Passage to read:
In any color, African violets add a touch of mid-winter beauty
There is a lavender hue in the skies this month that I seldom see at other times of the year. Sometimes it tinges an overcast February morning and other times it can be seen in the low cloudy sunsets.
The lavender of February is a dusky shade sometimes referred to as “old lavender.” Perhaps this shading in the February skies is one reason that the beautiful lavender amethyst was selected as the birthstone for this month.
Amethyst is a form of quartz with a very unique crystal structure which creates its rich, brilliant violet/lavender color. Though its name, amethyst (from the Greek word “amethystos”) means “not-intoxicated,” “amethyst-violet” along with the “old lavender” of the February skies are delightfully intoxicating treats for this mid-winter month.
Another lavender treat in February which can be found in a beautiful, delicate little houseplant, easily obtainable at many home and garden shops now, is the African violet. Originally native to the eastern tropics of Africa in Tanzania and Kenya, the “Saintpaulia” or African violet grew as a wild species in shades of light to deep violet and white. The standard variety of the plant could grow to 12 to 16 inches in diameter and 8 to 10 inches tall. The plant’s rounded or oval leaves were a deep green, fleshy, and covered with fine, hairy down. Originally the blooms of the plant were five-lobed and grew in clusters of three to 10.

Exercise directions:
Extract the part of the African violet article between "In any color, African" and "low cloudy sunsets.", inclusive, and reproduce it word for word.

Given information:
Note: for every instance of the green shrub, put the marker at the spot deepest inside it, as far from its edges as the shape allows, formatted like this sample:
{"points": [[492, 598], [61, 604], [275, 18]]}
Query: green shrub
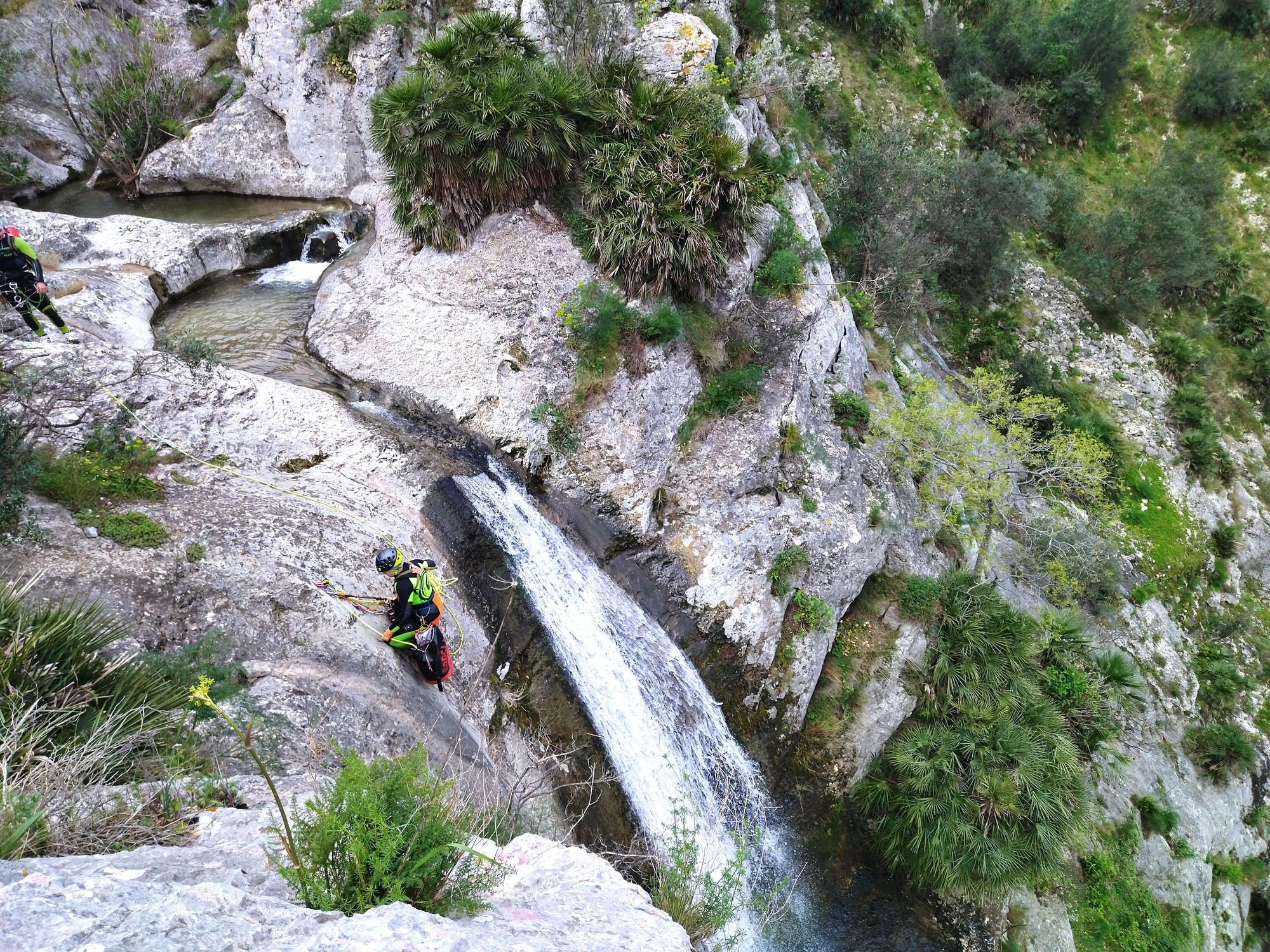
{"points": [[18, 470], [1221, 684], [1221, 82], [812, 612], [1221, 751], [752, 18], [133, 530], [109, 468], [598, 322], [664, 324], [1244, 17], [1205, 454], [789, 562], [704, 902], [1225, 540], [1178, 355], [667, 195], [920, 598], [562, 433], [1156, 818], [726, 393], [1113, 908], [1244, 321], [319, 16], [389, 832], [852, 412], [479, 125], [984, 788], [780, 274]]}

The reply:
In any color, African violets add a touch of mid-winter beauty
There is a lavender hue in the skies this month that I seldom see at other times of the year. Sometimes it tinges an overcast February morning and other times it can be seen in the low cloudy sunsets.